* [REQUIREMENT 1]:
Put the rows below into a numbered list, skipping blank lines and leaving out the pictures. Start at the beginning of the rows and stop after the line that contains "127L9 143L43 143L41".
═══ DOCUMENT PASSAGE
The generation of nonclassical states of light in miniature chips is a crucial step toward practical implementations of future quantum technologies. For the sake of practicality and scalability, these quantum sources should be easily produced, operate at room temperature, and be electrically excited and controlled. The work of the QITe team is focused on AlGaAs-based quantum photonic devices : indeed this platform presents a strong case for the miniaturization of different quantum components in the same chip : strong second order nonlinearity and electro-optic effect, direct bandgap, generation of entangled photons in the telecom band. After the demonstration of the first electrically driven device working at room temperature [1] and the generation and symmetry control of biphoton frequency combs [2], in this project the QITe team will push further the capabilities of its devices :

  • we will study the entanglement properties of the state emitted by electrically injected devices
  • we will add novel on-chip functionalities to manipulate the photons polarization (polarizing beam splitter), their relative delay (electro-optics effect) and manage the facets reflectivity to avoid or enhance cavity effects.
  • we will exploit the assets of the states emitted by our devices (wide spectral band, frequency anti-correlation and polarization entanglement) for the implementation of entanglement-based multi-user quantum key distribution either connecting several pairs of users [3] or implementing a network connecting each user to all the others thanks to a connected graph principle.
══════
═══ RAW RECORDS
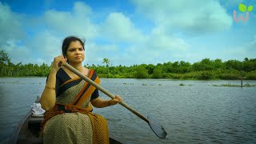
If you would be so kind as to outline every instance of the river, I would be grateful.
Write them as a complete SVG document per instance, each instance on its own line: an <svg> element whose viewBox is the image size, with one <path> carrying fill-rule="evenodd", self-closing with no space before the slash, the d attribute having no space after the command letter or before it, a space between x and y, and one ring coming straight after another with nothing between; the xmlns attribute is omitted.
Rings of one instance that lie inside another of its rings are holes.
<svg viewBox="0 0 256 144"><path fill-rule="evenodd" d="M46 78L0 78L0 143L7 142L45 82ZM146 122L120 105L94 112L107 119L110 136L124 143L255 143L256 87L213 86L228 83L240 82L102 78L106 90L121 95L142 115L154 116L167 132L166 139L158 138Z"/></svg>

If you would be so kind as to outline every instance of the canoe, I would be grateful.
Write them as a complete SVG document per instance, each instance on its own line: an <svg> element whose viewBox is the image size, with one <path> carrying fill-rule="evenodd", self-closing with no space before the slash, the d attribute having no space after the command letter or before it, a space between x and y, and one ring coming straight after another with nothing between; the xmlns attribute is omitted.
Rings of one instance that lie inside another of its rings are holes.
<svg viewBox="0 0 256 144"><path fill-rule="evenodd" d="M15 127L9 143L43 143L41 132L41 122L43 117L35 117L30 110ZM121 144L122 142L110 137L110 144Z"/></svg>

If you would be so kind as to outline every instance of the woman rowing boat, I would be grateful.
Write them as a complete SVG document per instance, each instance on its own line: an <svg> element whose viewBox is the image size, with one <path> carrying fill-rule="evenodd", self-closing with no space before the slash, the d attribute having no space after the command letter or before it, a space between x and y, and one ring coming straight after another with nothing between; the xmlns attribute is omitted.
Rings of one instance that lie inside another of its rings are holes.
<svg viewBox="0 0 256 144"><path fill-rule="evenodd" d="M95 82L100 79L94 70L82 66L85 58L84 42L77 37L67 37L62 43L62 55L52 62L45 89L41 96L42 107L46 110L42 123L44 143L109 143L106 120L91 113L92 106L102 108L122 101L115 95L104 100L98 90L60 64L68 62Z"/></svg>

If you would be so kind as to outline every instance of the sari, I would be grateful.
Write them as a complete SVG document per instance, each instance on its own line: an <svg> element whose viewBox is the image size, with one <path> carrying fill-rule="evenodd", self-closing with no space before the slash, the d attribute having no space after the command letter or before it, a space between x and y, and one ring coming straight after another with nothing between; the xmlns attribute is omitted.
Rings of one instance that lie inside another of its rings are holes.
<svg viewBox="0 0 256 144"><path fill-rule="evenodd" d="M92 113L90 102L98 90L80 78L70 78L62 69L56 77L56 103L42 122L44 143L109 143L106 120ZM100 83L94 70L88 78Z"/></svg>

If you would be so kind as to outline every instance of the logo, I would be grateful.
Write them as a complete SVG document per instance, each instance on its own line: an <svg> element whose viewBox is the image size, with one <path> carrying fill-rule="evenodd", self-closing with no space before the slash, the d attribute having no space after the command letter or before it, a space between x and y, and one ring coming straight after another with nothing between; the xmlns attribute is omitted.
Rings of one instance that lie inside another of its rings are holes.
<svg viewBox="0 0 256 144"><path fill-rule="evenodd" d="M249 12L252 11L254 9L253 6L246 7L246 5L240 3L238 6L238 9L241 12L246 13L246 17L244 18L242 15L239 15L238 18L237 18L237 11L233 11L233 18L234 22L238 22L239 21L242 21L243 22L246 22L249 19Z"/></svg>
══════
* [REQUIREMENT 2]:
In the passage on quantum light sources in miniature chips, what material platform does the QITe team's work focus on?

* [REPLY 1]:
1. If you would be so kind as to outline every instance of the river, I would be grateful.
2. Write them as a complete SVG document per instance, each instance on its own line: an <svg> element whose viewBox is the image size, with one <path> carrying fill-rule="evenodd", self-closing with no space before the slash, the d attribute having no space after the command letter or before it, a space between x and y, and one ring coming straight after another with nothing between; the xmlns attribute is omitted.
3. Rings of one instance that lie inside another of its rings are holes.
4. <svg viewBox="0 0 256 144"><path fill-rule="evenodd" d="M46 78L0 78L0 143L7 142L45 82ZM146 122L120 105L94 112L107 119L110 136L124 143L255 143L256 87L213 86L228 83L240 82L102 78L106 90L121 95L142 115L154 116L167 132L166 139L158 138Z"/></svg>
5. If you would be so kind as to outline every instance of the canoe, I would be grateful.
6. Write them as a complete SVG document per instance, each instance on its own line: an <svg> element whose viewBox is the image size, with one <path> carrying fill-rule="evenodd", self-closing with no space before the slash, the d attribute having no space after the command letter or before it, a space between x and y, and one ring coming straight after another with nothing between; the xmlns attribute is omitted.
7. Rings of one instance that lie inside another of its rings are holes.
8. <svg viewBox="0 0 256 144"><path fill-rule="evenodd" d="M15 127L9 143L43 143L41 132L41 122L43 117L35 117L30 110ZM121 144L122 142L110 137L110 144Z"/></svg>

* [REPLY 2]:
AlGaAs-based quantum photonic devices.